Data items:
****
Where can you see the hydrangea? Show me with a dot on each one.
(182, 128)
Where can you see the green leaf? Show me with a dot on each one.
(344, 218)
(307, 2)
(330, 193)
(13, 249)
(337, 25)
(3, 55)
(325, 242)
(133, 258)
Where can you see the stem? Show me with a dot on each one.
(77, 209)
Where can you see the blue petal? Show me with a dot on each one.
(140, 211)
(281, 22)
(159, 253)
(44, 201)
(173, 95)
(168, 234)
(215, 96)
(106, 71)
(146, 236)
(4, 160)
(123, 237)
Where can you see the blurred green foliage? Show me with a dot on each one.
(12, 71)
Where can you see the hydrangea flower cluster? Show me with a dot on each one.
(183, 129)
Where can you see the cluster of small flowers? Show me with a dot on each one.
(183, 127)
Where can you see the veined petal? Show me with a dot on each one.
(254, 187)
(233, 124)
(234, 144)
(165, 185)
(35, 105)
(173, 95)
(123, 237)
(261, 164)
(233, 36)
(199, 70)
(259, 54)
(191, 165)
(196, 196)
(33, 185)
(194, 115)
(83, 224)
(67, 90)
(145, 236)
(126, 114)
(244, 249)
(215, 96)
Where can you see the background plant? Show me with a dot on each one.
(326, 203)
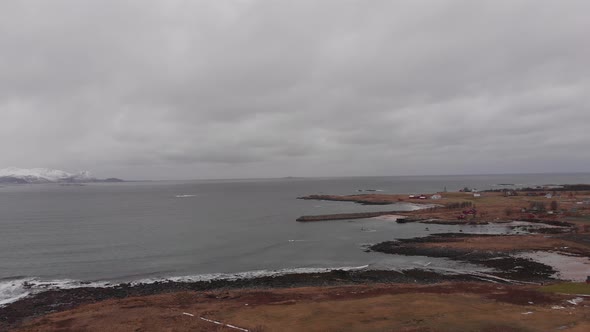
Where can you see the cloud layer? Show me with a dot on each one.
(210, 89)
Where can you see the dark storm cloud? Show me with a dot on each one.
(184, 89)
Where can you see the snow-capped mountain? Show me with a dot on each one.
(46, 175)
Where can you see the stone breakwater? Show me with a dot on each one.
(344, 216)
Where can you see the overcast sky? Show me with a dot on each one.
(230, 89)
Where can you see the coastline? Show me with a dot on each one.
(505, 257)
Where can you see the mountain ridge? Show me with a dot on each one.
(14, 175)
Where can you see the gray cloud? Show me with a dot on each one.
(177, 89)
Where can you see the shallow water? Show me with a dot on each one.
(123, 232)
(572, 268)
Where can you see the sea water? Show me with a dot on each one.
(54, 236)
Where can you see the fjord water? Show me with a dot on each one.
(141, 230)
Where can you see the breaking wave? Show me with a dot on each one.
(13, 289)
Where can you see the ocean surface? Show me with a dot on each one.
(59, 236)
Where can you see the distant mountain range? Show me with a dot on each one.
(13, 175)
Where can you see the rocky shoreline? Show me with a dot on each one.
(59, 300)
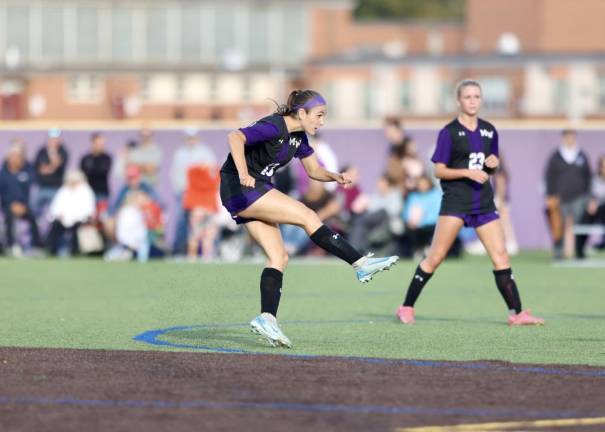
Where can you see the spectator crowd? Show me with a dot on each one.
(48, 209)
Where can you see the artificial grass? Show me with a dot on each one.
(460, 316)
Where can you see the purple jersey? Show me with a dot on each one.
(269, 146)
(461, 148)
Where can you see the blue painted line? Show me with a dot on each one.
(293, 406)
(151, 337)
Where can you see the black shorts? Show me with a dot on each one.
(237, 198)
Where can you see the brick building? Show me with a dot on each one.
(199, 59)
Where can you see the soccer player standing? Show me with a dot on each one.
(248, 194)
(465, 156)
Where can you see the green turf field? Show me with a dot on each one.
(324, 310)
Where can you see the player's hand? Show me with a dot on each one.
(247, 180)
(492, 161)
(477, 175)
(344, 179)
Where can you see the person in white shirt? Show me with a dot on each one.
(73, 205)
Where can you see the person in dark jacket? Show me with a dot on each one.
(568, 178)
(16, 179)
(96, 165)
(50, 164)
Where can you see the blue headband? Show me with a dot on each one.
(311, 103)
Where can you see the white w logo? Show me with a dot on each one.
(484, 132)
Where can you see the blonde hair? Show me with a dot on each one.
(466, 83)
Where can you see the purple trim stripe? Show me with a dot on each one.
(311, 103)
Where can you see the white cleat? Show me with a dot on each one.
(374, 265)
(266, 326)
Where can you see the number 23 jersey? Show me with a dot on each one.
(461, 148)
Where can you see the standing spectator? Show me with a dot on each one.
(595, 212)
(421, 213)
(134, 183)
(96, 166)
(50, 165)
(147, 156)
(193, 153)
(16, 179)
(568, 180)
(73, 205)
(200, 203)
(378, 215)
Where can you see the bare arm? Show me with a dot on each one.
(442, 172)
(237, 141)
(317, 172)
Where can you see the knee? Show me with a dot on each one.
(500, 259)
(433, 260)
(279, 260)
(310, 221)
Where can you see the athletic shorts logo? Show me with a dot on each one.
(485, 132)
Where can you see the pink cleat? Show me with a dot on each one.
(524, 318)
(405, 314)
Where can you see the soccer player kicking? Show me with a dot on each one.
(248, 194)
(466, 153)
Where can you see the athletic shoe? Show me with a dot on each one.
(524, 318)
(366, 272)
(266, 326)
(405, 314)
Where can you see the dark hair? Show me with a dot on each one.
(297, 100)
(392, 121)
(568, 132)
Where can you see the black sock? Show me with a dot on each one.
(270, 290)
(418, 282)
(508, 289)
(333, 242)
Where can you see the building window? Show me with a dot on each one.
(191, 37)
(560, 95)
(53, 25)
(495, 94)
(601, 91)
(122, 33)
(156, 30)
(17, 31)
(405, 95)
(87, 29)
(84, 88)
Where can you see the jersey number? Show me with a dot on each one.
(269, 170)
(475, 161)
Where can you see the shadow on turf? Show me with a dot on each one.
(430, 318)
(216, 336)
(582, 316)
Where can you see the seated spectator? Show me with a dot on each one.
(16, 180)
(200, 201)
(50, 165)
(420, 214)
(139, 229)
(72, 206)
(96, 166)
(378, 218)
(134, 183)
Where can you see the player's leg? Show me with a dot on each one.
(446, 232)
(269, 238)
(491, 235)
(278, 208)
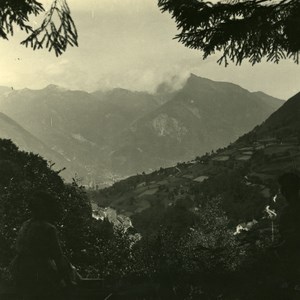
****
● **TASK**:
Without the pictures, write out every entry precisely as it appears.

● **WRITTEN SOLUTION**:
Where can you see the hydrangea? Show me with a dot on each one.
(182, 128)
Where can you see the green leaf? Show me with a dot on each one.
(344, 218)
(307, 2)
(330, 193)
(13, 249)
(337, 25)
(3, 55)
(325, 242)
(133, 258)
Where can you see the stem? Show me with a dot on each one.
(77, 209)
Where can you see the blue petal? Show me with a dot on each one.
(140, 211)
(281, 22)
(159, 253)
(44, 201)
(173, 95)
(168, 234)
(215, 96)
(106, 71)
(146, 236)
(4, 160)
(123, 237)
Where can you see the blurred green foliage? Show me with a dot on each one.
(12, 71)
Where can you see the hydrangea flower cluster? Show me with a dot on each one.
(183, 129)
Where can you see the cluster of small flowers? Show me with a dot on each one.
(183, 127)
Where can you see the veined petal? Show me with a dot on each one.
(254, 187)
(233, 124)
(234, 144)
(165, 185)
(35, 105)
(173, 95)
(123, 237)
(261, 164)
(233, 36)
(199, 70)
(259, 54)
(191, 165)
(196, 196)
(33, 185)
(194, 115)
(83, 224)
(67, 90)
(145, 236)
(126, 114)
(244, 249)
(215, 96)
Where can you see the background plant? Show me with a dot on each one.
(326, 203)
Where can you see the cloud layer? Show me with a dot on each one.
(210, 89)
Where can you see the dark storm cloud? Show me with a dot on each one.
(184, 89)
Where can you see the snow-capped mountain? Show me with a dot on each one.
(46, 175)
Where can you see the stone breakwater? Show me with a dot on each one.
(344, 216)
Where can you see the overcast sky? Show me with a dot on each one.
(230, 89)
Where can you see the coastline? Show me with a dot on each one.
(505, 257)
Where can you see the mountain ridge? Show me with a dot on each one.
(14, 175)
Where can you see the gray cloud? Show me with a dot on each one.
(177, 89)
Where can you see the shallow water? Show me with a dot on each one.
(123, 232)
(572, 268)
Where can you see the sea water? Show me with a dot on each one.
(54, 236)
Where can you see the fjord water? Show me with a dot on each one.
(141, 230)
Where can you see the breaking wave? Show me with a dot on each one.
(13, 289)
Where can you see the ocean surface? Show me with a dot on each one.
(59, 236)
Where can you see the distant mountain range? Show me with a dot on each one.
(13, 175)
Where can you see the rocky shoreline? Show me with a dot on each one.
(59, 300)
Where can you see the spectator crowd? Show me with a dot on each one.
(48, 209)
Where can you see the artificial grass? Show me with a dot on each one.
(460, 316)
Where can you see the purple jersey? Show me with a dot on each one.
(269, 146)
(461, 148)
Where can you see the blue painted line? Show me with a dot on each one.
(293, 406)
(151, 337)
Where can you see the black shorts? Show me with a dot on each one.
(237, 198)
Where can you see the brick building? Show me with a dot on each one.
(199, 59)
Where can you see the soccer player standing? Show me with a dot on each one.
(248, 194)
(465, 156)
Where can you see the green turf field? Show me with a dot on each one.
(324, 310)
Where can you see the player's hand? Show me with a dot on each one.
(247, 180)
(492, 161)
(477, 175)
(344, 179)
Where can you see the person in white shirt? Show me with a dot on each one.
(73, 205)
Where can you see the person in dark jacket? Show me with a dot on each one.
(568, 178)
(16, 179)
(96, 165)
(50, 164)
Where can you see the blue headband? Show me with a dot on each one.
(311, 103)
Where can you see the white w logo? Show me with a dot on each one.
(484, 132)
Where can you see the blonde hair? Show me with a dot on each one.
(466, 83)
Where can you see the purple trim stripe? Show me with a dot on each one.
(311, 103)
Where can you see the white cleat? Show me with a dot on each one.
(374, 265)
(266, 326)
Where can you see the number 23 jersey? Show me with a dot on each one.
(461, 148)
Where can you see the standing spectator? Show me with a dot on each one.
(595, 212)
(421, 213)
(134, 183)
(96, 166)
(50, 165)
(147, 156)
(193, 153)
(16, 179)
(568, 180)
(73, 205)
(200, 203)
(378, 215)
Where can you see the bare arm? Show me with a dot on each one.
(442, 172)
(237, 141)
(317, 172)
Where can you see the knee? Show me with a dot on each one.
(500, 259)
(433, 260)
(279, 260)
(310, 221)
Where can you see the athletic shorts logo? Show me with a dot on each one.
(485, 132)
Where can you see the pink cleat? Show me with a dot on each one.
(524, 318)
(405, 314)
Where can you see the soccer player kicking? Show me with a dot on each one.
(248, 194)
(466, 153)
Where can you see the athletic shoe? Show me with a dot on each one.
(524, 318)
(366, 272)
(266, 326)
(405, 314)
Where can you see the dark hair? Show me with a dot on each one.
(297, 100)
(392, 121)
(568, 132)
Where can you see the black sock? Show me with a dot on each one.
(270, 290)
(418, 282)
(508, 289)
(333, 242)
Where can you see the building window? Show me with a dot on each one.
(191, 37)
(560, 95)
(53, 25)
(495, 94)
(601, 91)
(122, 33)
(156, 30)
(17, 31)
(405, 95)
(87, 29)
(84, 88)
Where can you see the jersey number? Show me with a dot on each one.
(269, 170)
(475, 161)
Where can you see the shadow on turf? Show me with a dot on each one.
(430, 318)
(216, 336)
(582, 316)
Where can you see the seated spectator? Show me with a dot on each one.
(16, 180)
(200, 201)
(50, 165)
(420, 214)
(139, 229)
(72, 206)
(96, 166)
(378, 218)
(134, 183)
Where can you see the player's leg? Show me with a dot on each one.
(446, 232)
(269, 238)
(491, 235)
(278, 208)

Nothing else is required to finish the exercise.